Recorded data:
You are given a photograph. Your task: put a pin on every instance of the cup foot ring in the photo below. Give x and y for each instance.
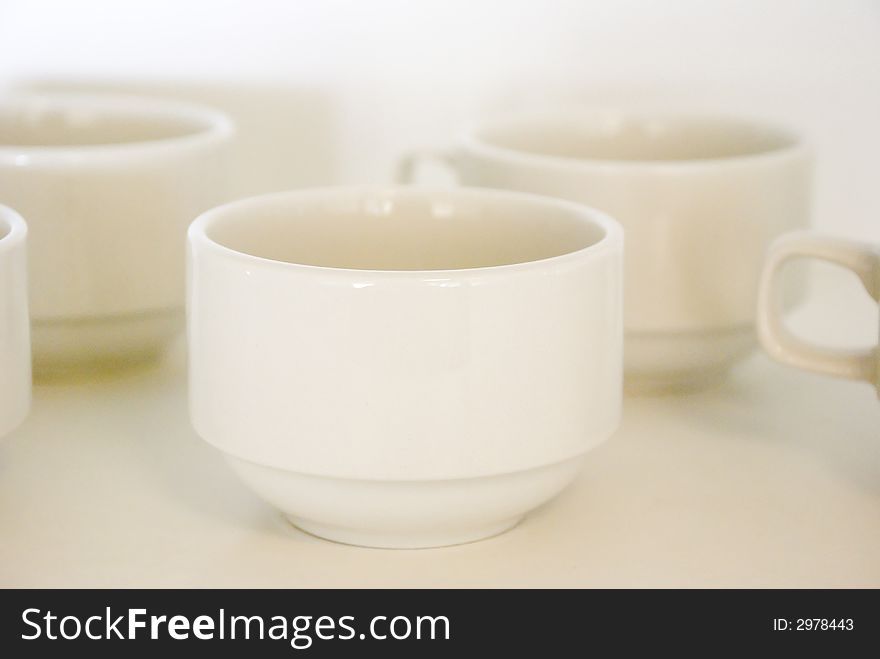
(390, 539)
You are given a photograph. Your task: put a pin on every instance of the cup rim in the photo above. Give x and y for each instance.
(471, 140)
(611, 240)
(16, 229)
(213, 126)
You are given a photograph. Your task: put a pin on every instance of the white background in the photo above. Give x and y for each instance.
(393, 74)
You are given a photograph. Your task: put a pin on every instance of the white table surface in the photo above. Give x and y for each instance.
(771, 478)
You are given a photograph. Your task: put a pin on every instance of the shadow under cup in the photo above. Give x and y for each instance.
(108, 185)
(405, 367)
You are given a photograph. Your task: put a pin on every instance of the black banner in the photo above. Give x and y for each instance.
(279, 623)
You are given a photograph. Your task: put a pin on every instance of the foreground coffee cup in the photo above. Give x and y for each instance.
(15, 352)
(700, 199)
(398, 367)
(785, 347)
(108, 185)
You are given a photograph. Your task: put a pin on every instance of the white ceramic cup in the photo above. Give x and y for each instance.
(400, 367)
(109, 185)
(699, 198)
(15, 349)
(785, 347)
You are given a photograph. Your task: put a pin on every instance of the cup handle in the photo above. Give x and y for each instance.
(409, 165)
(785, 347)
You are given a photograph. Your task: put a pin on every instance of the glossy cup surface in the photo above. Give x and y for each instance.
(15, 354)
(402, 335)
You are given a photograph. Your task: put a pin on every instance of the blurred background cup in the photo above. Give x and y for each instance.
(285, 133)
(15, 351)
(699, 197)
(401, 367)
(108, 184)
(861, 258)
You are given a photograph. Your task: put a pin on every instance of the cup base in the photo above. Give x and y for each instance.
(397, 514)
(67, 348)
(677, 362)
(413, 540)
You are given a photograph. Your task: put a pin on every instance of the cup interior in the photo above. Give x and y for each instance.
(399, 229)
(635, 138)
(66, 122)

● **AIM**:
Format the records above as a two-column CSV with the columns "instruction" and "coordinates", giving one row per record with its text in the first field and its answer in the second. Put each field in double quotes, replace every line break inside a field with a space, and leave the pictures out.

● **ANSWER TO THIS TASK**:
instruction,coordinates
"You are given a photograph. Your task: put a pin on every instance of the cup foot ring in the photo below. Give x and y for each instance.","(390, 539)"
"You are given a photograph. Your task: put a pin on every instance of the cup rim in the photo above. Give x and y for each instance.","(471, 140) (611, 240) (16, 229) (213, 126)"
"You are given a photograph. Your task: put a pin on every instance of the white background in the photo above. Give x and y for each instance.","(393, 74)"
"You are given a photograph. Your task: put a pin on every instance of the white table surface in the photo above. Give x and y for each instance.","(771, 478)"
"You are given a photograph. Your task: put a pin on every instance of the shadow under cup in the photo above. Give x and y for each instance.","(108, 185) (405, 367)"
"You are given a photograph. Your task: put a pin on every instance of the black banner in the photo above. Give x and y for each instance.","(279, 623)"
"You are given a photograph. Your task: put a pin on every instance of the foreground coffee cup in the photo above. Give x and y for each instance.","(15, 352) (700, 199) (398, 367) (785, 347) (108, 185)"
"You are given a photograph. Your task: put a pin on every instance of the white ceramic cup in the photo above. Give x and y for each instance.","(400, 367) (109, 185) (699, 198) (15, 349) (785, 347)"
"You are given a photograph. Your task: put a pin on every instance of the cup handle in the photo above. Give x and y for each instance.","(409, 165) (785, 347)"
"You are given a photograph. Your task: put a pin on every instance of the glossy cup surface in the photo above. Give x and y for each instance.","(15, 354) (402, 335)"
"You are given a photograph. Your task: put a pin on every instance of the blurred background cup in the photo above. Give x and y for each instance.","(285, 133) (15, 351) (699, 197) (401, 367) (108, 184) (861, 258)"
"You are given a photograph. Your task: put a pin on every instance of the cup base in the photo above. Give x and y for each instance.","(397, 514) (67, 348) (677, 362) (413, 540)"
"You are given a photograph. Your task: put a pin on every instance of the cup interior in the photo above. Give x and y for each instance.","(399, 229) (635, 138) (66, 122)"